**Problem:** Could you recast every item below as a JSON list of strings, one string per line, skipping any blank lines? Leave the pictures out of your answer.
***
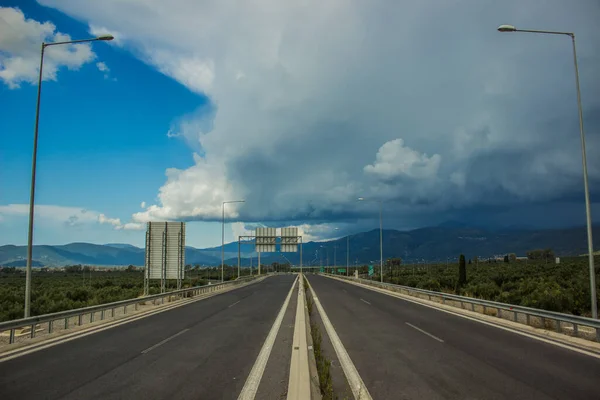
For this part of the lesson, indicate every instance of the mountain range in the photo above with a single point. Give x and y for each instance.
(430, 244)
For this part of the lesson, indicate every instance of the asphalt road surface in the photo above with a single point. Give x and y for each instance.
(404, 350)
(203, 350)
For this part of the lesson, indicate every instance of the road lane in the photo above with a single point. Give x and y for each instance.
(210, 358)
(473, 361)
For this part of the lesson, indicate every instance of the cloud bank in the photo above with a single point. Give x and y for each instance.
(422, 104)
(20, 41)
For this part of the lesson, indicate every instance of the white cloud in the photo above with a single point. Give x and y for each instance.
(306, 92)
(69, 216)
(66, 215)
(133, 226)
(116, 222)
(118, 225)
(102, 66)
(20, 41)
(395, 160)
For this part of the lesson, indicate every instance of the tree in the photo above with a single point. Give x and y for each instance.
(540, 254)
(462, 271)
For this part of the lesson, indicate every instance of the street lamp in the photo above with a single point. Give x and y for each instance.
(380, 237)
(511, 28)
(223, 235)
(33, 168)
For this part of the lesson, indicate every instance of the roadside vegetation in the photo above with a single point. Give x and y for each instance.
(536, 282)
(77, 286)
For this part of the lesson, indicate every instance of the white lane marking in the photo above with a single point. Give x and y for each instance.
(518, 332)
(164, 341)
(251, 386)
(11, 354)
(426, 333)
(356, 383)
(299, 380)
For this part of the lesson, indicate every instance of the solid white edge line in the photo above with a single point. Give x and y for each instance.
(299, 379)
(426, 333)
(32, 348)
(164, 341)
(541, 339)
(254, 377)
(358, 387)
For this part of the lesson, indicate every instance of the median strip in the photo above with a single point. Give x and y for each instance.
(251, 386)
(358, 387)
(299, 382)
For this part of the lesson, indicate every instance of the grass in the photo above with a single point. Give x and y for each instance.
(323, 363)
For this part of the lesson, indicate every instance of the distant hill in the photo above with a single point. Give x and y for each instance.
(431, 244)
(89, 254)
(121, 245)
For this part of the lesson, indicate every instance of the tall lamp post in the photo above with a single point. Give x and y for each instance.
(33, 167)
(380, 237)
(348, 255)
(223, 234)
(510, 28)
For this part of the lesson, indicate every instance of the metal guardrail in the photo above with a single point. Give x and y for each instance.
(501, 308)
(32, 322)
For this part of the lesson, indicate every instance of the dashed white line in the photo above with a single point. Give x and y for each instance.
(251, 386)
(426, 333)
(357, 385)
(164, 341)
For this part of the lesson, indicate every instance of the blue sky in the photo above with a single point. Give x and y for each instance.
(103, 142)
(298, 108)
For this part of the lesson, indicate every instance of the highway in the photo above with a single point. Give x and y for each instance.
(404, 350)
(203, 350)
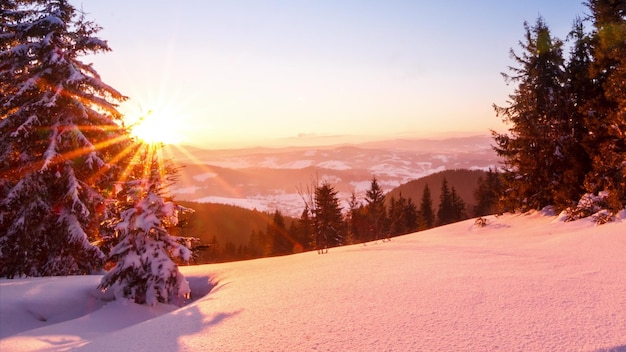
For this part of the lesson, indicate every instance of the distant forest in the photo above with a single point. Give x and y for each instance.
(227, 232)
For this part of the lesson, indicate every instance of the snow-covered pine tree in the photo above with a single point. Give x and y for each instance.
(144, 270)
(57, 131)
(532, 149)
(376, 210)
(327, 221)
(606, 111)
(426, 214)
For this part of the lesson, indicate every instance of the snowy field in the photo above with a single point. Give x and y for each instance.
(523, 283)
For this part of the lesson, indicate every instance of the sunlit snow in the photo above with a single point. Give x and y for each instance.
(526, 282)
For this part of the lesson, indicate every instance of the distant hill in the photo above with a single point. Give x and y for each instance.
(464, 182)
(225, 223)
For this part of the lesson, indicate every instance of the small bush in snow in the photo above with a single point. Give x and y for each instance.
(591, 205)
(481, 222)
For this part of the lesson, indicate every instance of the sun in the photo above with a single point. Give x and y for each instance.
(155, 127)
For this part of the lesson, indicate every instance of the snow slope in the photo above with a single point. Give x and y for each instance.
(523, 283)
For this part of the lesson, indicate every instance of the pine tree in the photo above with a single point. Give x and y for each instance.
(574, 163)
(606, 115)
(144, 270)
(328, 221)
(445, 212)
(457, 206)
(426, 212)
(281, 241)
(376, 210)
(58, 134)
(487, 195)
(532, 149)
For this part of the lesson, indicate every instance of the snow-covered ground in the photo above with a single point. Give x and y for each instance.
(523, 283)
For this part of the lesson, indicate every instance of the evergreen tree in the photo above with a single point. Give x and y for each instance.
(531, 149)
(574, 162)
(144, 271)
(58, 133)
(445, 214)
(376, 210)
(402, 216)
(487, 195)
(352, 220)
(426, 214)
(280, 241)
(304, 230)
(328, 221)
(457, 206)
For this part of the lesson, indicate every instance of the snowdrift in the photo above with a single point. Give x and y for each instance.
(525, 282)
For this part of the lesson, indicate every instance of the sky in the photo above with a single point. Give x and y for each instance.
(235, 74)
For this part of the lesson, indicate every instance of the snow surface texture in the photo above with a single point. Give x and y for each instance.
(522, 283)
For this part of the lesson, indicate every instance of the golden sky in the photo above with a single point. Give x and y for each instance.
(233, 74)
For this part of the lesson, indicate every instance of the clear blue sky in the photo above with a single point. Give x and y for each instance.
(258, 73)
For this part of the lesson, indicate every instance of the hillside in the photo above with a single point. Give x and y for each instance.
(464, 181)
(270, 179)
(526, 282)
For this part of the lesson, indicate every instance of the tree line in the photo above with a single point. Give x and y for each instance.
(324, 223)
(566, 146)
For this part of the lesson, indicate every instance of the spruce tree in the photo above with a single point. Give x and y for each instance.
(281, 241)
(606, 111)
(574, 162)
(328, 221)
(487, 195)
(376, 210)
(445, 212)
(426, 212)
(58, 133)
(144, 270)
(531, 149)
***
**Correct output:**
[
  "For this part of the lesson, indicate every instance of the mountain range in the photo above with a single point. Give x and y for each instance.",
  "(430, 244)",
  "For this part of the lesson, indicate every instance of the asphalt road surface in the photo above with a single point. Give x and y for each instance.",
  "(404, 350)",
  "(203, 350)",
  "For this part of the lesson, indicate every instance of the road lane in the photo above with a single point. Give x and y for each instance.",
  "(210, 358)",
  "(473, 361)",
  "For this part of the lesson, indicate every instance of the cloud bank in the photo above with a single point. Give x and y for each instance.",
  "(422, 104)",
  "(20, 41)",
  "For this part of the lesson, indicate every instance of the white cloud in the photo above with a single point. Give x and y for each instance.",
  "(306, 92)",
  "(69, 216)",
  "(66, 215)",
  "(133, 226)",
  "(116, 222)",
  "(118, 225)",
  "(102, 66)",
  "(20, 41)",
  "(395, 160)",
  "For this part of the lesson, indicate every instance of the tree in the photo above with a single point. Give x and y for each instance.",
  "(540, 254)",
  "(462, 271)",
  "For this part of the lesson, indicate every instance of the street lamp in the photo above with a single point. Give x and y for each instance.",
  "(380, 237)",
  "(511, 28)",
  "(223, 235)",
  "(33, 168)",
  "For this part of the lesson, indicate every instance of the roadside vegetation in the photo above with a single point. Give x and y for each instance.",
  "(536, 282)",
  "(77, 286)",
  "For this part of the lesson, indicate every instance of the white lane marking in the photo above with a single point. Give x and y for each instance.",
  "(518, 332)",
  "(164, 341)",
  "(251, 386)",
  "(11, 354)",
  "(426, 333)",
  "(356, 383)",
  "(299, 380)",
  "For this part of the lesson, indicate every instance of the solid white edge line in the photo above with a single point. Give x and y for each instance.",
  "(299, 379)",
  "(426, 333)",
  "(32, 348)",
  "(164, 341)",
  "(541, 339)",
  "(254, 377)",
  "(358, 387)",
  "For this part of the lesson, indicate every instance of the median strip in the photo above with a single point. Give x and y for each instance.",
  "(251, 386)",
  "(358, 387)",
  "(299, 382)",
  "For this part of the lesson, indicate every instance of the grass in the photo above with a single point. Give x and y for each instance.",
  "(323, 363)",
  "For this part of the lesson, indicate every instance of the distant hill in the photo above with a single point. Give x and y for each instance.",
  "(431, 244)",
  "(89, 254)",
  "(121, 245)",
  "For this part of the lesson, indicate every instance of the tall lamp post in the photo above with a single point. Give x and y for each instance.",
  "(33, 167)",
  "(380, 237)",
  "(348, 255)",
  "(223, 234)",
  "(510, 28)",
  "For this part of the lesson, indicate every instance of the metal guardrail in the photo above with a single point. Give x and y for each instance.",
  "(501, 308)",
  "(32, 322)",
  "For this part of the lesson, indicate every instance of the dashed white line in the photo above with a single point. Give x and y for each instance.",
  "(251, 386)",
  "(426, 333)",
  "(357, 385)",
  "(164, 341)",
  "For this part of the lesson, indicate every instance of the blue sky in the photo above with a single point. Give x and y for each instance.",
  "(103, 142)",
  "(298, 108)",
  "For this part of the lesson, indicate every instance of the highway in the photo above with a single point. Give x and y for each instance.",
  "(404, 350)",
  "(203, 350)",
  "For this part of the lesson, indicate every instance of the distant forest in the photo above with a single point. Give x and y for each instance.",
  "(227, 232)",
  "For this part of the lesson, indicate every instance of the snow-covered pine tree in the photo above with a single point. Give x and y for each instance.",
  "(144, 270)",
  "(57, 131)",
  "(532, 149)",
  "(376, 210)",
  "(327, 221)",
  "(606, 111)",
  "(426, 214)",
  "For this part of the lesson, indicate every instance of the snowy field in the photo above with a single point. Give x and y for each instance.",
  "(523, 283)",
  "For this part of the lesson, indicate every instance of the sunlit snow in the photo above with a single point. Give x and y for each instance.",
  "(526, 282)",
  "For this part of the lesson, indicate every instance of the distant hill in the photo above with a single point. Give x and y for each instance.",
  "(464, 182)",
  "(225, 223)",
  "For this part of the lesson, indicate every instance of the small bush in snow in the photo above with a single point. Give x and y for each instance.",
  "(591, 205)",
  "(481, 222)",
  "For this part of the lesson, indicate every instance of the sun in the photo above with a single point. Give x and y for each instance.",
  "(155, 127)",
  "For this part of the lesson, indicate every instance of the snow slope in the photo above with a single point. Give x and y for each instance.",
  "(523, 283)",
  "For this part of the lesson, indicate every instance of the pine tree in the photo above with a single point. Give x and y for each instance.",
  "(574, 163)",
  "(606, 115)",
  "(144, 270)",
  "(328, 221)",
  "(445, 212)",
  "(457, 206)",
  "(426, 212)",
  "(281, 241)",
  "(376, 210)",
  "(58, 134)",
  "(487, 195)",
  "(532, 149)",
  "For this part of the lesson, indicate every instance of the snow-covered ground in the photo above with a single point. Give x and y for each instance.",
  "(523, 283)",
  "For this part of the lesson, indicate every instance of the evergreen tree in the photo above with a single point. Give x and y for each instance.",
  "(531, 149)",
  "(574, 162)",
  "(144, 271)",
  "(58, 133)",
  "(445, 214)",
  "(376, 210)",
  "(402, 216)",
  "(487, 195)",
  "(352, 220)",
  "(426, 214)",
  "(280, 241)",
  "(304, 230)",
  "(328, 221)",
  "(457, 206)",
  "For this part of the lesson, indicate every instance of the snowdrift in the photo above with a single point. Give x and y for each instance.",
  "(525, 282)",
  "For this part of the lesson, indicate every instance of the sky in the photo above with a single point. Give x and y for each instance.",
  "(235, 74)",
  "For this part of the lesson, indicate every instance of the snow surface texture in the photo above with a single point. Give x and y for each instance.",
  "(522, 283)",
  "For this part of the lesson, indicate every instance of the golden sky in the photo above with a single point. Give x and y for each instance.",
  "(233, 74)",
  "For this part of the lesson, indicate every instance of the clear blue sky in the photo above with a single point. Give x and y for each instance.",
  "(258, 73)",
  "For this part of the lesson, indicate every instance of the hillside in the photo above with a single point. Give x and y for each instance.",
  "(464, 181)",
  "(270, 179)",
  "(526, 282)",
  "For this part of the lesson, indicate every instance of the tree line in the photo above with a single point. Give x and y for each instance.",
  "(324, 223)",
  "(566, 146)",
  "For this part of the lesson, indicate every instance of the spruce tree in the photo above with a single point. Give x and y for each instance.",
  "(281, 241)",
  "(606, 111)",
  "(574, 162)",
  "(328, 221)",
  "(487, 195)",
  "(376, 210)",
  "(445, 212)",
  "(426, 212)",
  "(58, 133)",
  "(144, 270)",
  "(531, 149)"
]